Exactly reproduce the line that contains "find the high-rise building" and all lines after it in the entries below, through the very last line.

** BEGIN **

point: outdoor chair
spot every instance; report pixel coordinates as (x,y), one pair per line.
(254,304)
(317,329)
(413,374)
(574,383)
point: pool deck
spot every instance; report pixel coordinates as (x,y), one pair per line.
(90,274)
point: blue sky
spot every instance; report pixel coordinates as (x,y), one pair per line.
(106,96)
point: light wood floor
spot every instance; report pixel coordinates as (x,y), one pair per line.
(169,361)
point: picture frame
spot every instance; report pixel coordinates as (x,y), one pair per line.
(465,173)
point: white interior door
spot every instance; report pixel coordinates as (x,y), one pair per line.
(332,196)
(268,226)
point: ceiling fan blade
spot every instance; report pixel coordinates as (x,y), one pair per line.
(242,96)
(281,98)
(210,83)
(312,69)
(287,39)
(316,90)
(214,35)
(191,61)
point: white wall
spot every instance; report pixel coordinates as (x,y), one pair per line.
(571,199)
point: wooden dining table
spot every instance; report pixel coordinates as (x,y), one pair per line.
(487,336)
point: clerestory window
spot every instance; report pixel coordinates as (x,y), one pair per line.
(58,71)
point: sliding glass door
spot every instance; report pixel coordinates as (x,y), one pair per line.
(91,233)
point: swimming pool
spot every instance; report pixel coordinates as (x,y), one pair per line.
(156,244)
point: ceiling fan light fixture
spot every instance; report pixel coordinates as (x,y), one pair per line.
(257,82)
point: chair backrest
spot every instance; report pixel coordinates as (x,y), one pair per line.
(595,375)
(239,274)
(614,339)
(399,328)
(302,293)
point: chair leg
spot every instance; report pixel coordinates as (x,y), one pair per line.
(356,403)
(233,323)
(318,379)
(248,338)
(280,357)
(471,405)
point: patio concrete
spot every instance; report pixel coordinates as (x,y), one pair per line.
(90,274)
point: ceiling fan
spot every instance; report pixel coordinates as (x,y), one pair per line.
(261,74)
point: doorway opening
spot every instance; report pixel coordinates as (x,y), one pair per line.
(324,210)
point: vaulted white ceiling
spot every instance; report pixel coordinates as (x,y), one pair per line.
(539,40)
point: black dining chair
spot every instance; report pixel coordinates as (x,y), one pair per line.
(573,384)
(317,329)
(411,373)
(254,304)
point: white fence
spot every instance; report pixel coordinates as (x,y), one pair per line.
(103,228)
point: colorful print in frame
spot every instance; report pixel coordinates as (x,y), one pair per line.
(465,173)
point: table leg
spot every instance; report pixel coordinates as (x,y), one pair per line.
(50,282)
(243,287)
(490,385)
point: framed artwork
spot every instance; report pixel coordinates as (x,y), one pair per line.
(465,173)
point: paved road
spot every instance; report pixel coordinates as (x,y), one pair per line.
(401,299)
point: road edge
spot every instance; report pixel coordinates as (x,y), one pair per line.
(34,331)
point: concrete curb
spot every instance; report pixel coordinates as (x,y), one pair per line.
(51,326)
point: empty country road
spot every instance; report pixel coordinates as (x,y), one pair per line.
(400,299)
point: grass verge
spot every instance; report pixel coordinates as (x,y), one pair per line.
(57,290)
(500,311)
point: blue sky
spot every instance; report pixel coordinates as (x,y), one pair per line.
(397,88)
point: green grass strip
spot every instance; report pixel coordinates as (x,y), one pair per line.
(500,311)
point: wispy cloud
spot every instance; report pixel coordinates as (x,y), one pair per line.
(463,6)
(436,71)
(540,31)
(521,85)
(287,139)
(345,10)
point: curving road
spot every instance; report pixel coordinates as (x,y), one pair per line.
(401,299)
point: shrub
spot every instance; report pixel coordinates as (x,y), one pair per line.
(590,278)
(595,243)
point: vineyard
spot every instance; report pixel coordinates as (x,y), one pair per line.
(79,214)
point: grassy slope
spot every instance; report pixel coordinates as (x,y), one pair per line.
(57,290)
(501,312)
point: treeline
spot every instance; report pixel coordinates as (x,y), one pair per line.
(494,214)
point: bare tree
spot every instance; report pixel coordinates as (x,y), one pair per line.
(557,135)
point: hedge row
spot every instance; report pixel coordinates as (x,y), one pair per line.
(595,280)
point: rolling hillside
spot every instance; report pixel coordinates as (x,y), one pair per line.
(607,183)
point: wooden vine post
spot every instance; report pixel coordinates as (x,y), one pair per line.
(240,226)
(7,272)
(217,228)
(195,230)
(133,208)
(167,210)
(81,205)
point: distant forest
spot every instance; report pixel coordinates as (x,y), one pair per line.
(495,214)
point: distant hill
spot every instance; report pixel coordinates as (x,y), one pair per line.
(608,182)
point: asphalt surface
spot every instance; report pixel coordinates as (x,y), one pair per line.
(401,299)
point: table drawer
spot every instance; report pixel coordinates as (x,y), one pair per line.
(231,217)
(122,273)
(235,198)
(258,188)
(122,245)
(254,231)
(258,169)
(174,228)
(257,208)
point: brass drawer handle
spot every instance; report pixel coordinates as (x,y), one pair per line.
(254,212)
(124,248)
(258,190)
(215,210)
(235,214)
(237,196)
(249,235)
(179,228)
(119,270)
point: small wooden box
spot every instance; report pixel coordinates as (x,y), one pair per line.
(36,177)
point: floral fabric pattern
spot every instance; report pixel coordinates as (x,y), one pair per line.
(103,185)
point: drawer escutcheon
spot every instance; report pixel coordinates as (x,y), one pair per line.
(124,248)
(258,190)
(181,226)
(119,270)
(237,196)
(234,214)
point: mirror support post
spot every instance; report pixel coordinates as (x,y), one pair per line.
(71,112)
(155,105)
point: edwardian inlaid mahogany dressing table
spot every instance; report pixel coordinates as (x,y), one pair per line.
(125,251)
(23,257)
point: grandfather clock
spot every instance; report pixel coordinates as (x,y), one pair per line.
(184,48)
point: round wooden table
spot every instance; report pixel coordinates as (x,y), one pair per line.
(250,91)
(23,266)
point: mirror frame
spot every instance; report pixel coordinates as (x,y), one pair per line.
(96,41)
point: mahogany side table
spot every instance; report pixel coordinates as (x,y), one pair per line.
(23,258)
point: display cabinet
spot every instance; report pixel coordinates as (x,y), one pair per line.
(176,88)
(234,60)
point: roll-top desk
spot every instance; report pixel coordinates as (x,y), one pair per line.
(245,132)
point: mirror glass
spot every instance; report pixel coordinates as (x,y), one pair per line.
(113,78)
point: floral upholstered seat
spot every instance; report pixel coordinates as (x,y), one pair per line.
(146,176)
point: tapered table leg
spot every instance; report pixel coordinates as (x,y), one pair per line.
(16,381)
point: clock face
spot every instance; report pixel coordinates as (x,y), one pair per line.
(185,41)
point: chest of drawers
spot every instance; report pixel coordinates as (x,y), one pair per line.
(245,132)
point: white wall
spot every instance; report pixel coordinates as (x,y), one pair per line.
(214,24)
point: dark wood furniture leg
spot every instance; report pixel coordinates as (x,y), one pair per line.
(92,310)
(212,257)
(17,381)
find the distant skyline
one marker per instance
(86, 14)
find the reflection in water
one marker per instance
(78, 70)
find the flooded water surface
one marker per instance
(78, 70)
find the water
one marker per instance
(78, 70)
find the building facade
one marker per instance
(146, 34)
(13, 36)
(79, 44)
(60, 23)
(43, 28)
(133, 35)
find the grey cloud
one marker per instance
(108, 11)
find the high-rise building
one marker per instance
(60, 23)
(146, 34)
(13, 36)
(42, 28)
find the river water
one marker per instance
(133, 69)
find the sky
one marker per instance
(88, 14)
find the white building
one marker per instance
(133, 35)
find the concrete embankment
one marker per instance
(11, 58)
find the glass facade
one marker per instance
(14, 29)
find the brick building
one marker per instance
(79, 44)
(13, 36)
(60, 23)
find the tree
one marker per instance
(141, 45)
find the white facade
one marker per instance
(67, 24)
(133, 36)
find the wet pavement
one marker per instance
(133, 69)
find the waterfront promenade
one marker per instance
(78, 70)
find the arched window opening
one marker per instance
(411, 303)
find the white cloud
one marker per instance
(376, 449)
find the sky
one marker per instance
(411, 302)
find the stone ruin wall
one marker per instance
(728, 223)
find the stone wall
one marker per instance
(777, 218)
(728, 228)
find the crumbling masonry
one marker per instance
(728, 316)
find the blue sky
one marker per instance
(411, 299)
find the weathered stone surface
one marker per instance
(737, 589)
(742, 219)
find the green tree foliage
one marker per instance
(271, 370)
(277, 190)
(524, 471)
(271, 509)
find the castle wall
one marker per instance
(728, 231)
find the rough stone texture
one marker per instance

** END **

• Output of the exercise:
find the high-rise building
one marker per instance
(60, 23)
(146, 34)
(13, 36)
(42, 28)
find the river water
one marker per instance
(133, 69)
find the sky
one marker per instance
(88, 14)
find the white building
one marker per instance
(133, 35)
find the concrete embankment
one marker per instance
(11, 58)
find the glass facade
one marker per instance
(14, 29)
find the brick building
one marker per instance
(79, 44)
(13, 36)
(60, 23)
find the tree
one marker per instance
(141, 45)
find the white facade
one marker per instance
(67, 24)
(133, 36)
find the wet pavement
one marker per instance
(133, 69)
find the waterfront promenade
one marker per instance
(78, 70)
find the arched window opening
one marker per instance
(411, 303)
find the white cloud
one marker per instance
(376, 449)
find the sky
one marker per instance
(411, 302)
find the stone ruin wall
one marker per instance
(728, 223)
find the stone wall
one marker per instance
(777, 218)
(728, 228)
find the crumbling masonry
one marker per instance
(728, 316)
find the blue sky
one marker per instance
(411, 299)
find the weathered stone surface
one marker per instance
(737, 589)
(742, 219)
find the green tree foliage
one marker per instance
(271, 370)
(277, 190)
(524, 471)
(271, 509)
find the castle wall
one marker per instance
(728, 231)
find the rough stone texture
one marker per instance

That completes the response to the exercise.